WRITTEN TASK ::
Copy out every record below, word for word.

Excerpts from a detection dataset:
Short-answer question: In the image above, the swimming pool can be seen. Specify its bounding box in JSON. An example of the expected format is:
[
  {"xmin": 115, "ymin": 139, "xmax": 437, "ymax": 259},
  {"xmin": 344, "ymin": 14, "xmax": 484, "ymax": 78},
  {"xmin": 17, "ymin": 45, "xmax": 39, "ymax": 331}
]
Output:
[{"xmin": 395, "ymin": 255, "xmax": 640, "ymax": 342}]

EXERCISE ANSWER ::
Short-answer question: In the image above, the swimming pool can be seen. Specify its bounding box in JSON. An example of the expected format is:
[
  {"xmin": 115, "ymin": 139, "xmax": 437, "ymax": 259},
  {"xmin": 344, "ymin": 14, "xmax": 484, "ymax": 78},
  {"xmin": 17, "ymin": 45, "xmax": 39, "ymax": 331}
]
Output:
[{"xmin": 395, "ymin": 255, "xmax": 640, "ymax": 342}]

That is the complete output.